The English and Scotch, as far as our observation goes, are more inclined to make their employers’ interest their own. They labor as faithfully, and watch with an eye to economy quite as earnestly, when left in charge alone, as when the master and mistress are near them. Of course there are exceptions to every rule; and we speak more from our own experience than from what others say.

The Swiss and Swedes are usually smart and capable; but their inability to understand our language when they first come to us, makes their instruction difficult and tedious, unless the mistress is well versed in foreign languages.

A good Welsh girl is one of the best,—usually neat, active, and quick to learn; and as the pastors of the Welsh churches hold it a part of their duty to exercise careful supervision over those under their charge, that acts as a great safeguard.

There are no better servants to be found than such as come from Canada and Nova Scotia, if one can secure such as bring from their own country a genuinely good character. Naturally hardy and industrious, they are not the kind of girls who begin by asking, “How many in the family? How large is the washing? Have you stationary wash-tubs? What privileges do you allow your girls?” But whatever they are told to do, if within the compass of their ability, they do it more willingly and cheerfully than most. But there are not a large number of the Swiss, Swedish, Welsh, or Nova Scotia girls to be had, nor are all who come to our country of the better sort; so that whichever way we turn for domestic help, one is almost compelled to feel as if buying tickets in a lottery.

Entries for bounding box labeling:

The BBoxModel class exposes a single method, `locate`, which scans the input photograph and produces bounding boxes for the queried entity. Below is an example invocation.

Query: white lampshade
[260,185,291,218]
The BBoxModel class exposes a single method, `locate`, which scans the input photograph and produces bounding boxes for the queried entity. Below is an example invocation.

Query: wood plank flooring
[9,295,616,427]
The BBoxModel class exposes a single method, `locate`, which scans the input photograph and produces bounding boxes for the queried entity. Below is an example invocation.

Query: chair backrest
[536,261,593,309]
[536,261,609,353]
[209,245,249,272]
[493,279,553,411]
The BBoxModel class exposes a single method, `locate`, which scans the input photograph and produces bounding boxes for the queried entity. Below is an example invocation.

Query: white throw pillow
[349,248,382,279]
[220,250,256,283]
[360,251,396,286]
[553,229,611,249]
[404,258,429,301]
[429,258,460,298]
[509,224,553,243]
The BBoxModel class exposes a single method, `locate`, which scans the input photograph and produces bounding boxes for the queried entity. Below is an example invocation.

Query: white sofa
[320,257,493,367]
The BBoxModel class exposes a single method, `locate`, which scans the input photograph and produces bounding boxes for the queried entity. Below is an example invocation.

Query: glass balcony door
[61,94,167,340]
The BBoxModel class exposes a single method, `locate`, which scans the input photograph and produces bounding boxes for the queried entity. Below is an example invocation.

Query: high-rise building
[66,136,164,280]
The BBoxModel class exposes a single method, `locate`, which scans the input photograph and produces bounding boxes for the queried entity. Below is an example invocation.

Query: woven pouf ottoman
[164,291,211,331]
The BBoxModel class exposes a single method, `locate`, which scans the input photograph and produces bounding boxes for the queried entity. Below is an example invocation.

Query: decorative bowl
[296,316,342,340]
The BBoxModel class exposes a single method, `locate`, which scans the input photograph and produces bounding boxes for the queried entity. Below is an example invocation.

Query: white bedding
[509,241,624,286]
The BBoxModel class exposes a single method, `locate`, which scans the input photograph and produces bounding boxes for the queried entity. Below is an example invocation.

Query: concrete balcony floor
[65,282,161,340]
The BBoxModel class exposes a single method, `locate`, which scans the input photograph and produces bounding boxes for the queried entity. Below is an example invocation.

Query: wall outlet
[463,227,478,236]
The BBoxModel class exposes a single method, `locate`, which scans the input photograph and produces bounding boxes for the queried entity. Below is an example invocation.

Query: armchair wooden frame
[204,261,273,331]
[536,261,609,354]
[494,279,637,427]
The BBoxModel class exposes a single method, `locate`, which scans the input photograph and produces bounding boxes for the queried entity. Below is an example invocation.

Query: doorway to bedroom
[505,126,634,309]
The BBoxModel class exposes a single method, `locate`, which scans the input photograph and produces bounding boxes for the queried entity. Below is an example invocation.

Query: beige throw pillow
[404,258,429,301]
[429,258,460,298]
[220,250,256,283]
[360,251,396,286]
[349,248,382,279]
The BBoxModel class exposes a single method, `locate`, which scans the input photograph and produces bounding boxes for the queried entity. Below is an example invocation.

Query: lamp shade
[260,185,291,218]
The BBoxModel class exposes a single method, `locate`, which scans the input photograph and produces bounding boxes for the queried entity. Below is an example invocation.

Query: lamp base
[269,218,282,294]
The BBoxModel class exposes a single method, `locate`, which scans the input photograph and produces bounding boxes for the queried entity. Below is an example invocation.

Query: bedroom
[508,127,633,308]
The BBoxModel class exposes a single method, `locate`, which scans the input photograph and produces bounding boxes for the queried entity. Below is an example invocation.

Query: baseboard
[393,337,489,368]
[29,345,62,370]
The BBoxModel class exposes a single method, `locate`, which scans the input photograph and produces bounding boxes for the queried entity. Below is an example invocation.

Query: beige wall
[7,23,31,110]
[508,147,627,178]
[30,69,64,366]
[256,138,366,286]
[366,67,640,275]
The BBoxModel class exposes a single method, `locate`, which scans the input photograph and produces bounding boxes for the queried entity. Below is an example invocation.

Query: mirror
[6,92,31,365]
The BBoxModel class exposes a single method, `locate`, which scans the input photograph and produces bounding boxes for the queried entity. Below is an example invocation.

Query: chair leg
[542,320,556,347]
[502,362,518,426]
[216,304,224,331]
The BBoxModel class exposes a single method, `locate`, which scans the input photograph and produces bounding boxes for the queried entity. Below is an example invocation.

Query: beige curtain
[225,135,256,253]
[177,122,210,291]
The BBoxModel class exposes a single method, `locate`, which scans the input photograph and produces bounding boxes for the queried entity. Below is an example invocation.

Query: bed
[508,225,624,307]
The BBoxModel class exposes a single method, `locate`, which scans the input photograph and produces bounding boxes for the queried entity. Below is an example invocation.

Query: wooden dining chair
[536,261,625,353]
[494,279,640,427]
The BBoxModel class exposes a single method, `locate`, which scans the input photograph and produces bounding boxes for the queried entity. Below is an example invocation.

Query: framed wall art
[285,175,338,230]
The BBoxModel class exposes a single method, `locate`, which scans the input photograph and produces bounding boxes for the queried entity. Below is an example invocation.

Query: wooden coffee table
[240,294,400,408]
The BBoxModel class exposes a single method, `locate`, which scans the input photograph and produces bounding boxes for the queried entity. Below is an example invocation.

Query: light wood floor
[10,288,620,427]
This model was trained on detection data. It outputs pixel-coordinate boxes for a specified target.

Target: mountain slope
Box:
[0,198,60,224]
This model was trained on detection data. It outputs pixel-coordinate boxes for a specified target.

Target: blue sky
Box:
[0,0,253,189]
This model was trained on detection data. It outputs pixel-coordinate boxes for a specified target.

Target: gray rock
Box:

Work to be completed - In the text on hiring household help, write out again word for word everything from "The English and" down to "in foreign languages.".

Final answer -
The English and Scotch, as far as our observation goes, are more inclined to make their employers’ interest their own. They labor as faithfully, and watch with an eye to economy quite as earnestly, when left in charge alone, as when the master and mistress are near them. Of course there are exceptions to every rule; and we speak more from our own experience than from what others say.

The Swiss and Swedes are usually smart and capable; but their inability to understand our language when they first come to us, makes their instruction difficult and tedious, unless the mistress is well versed in foreign languages.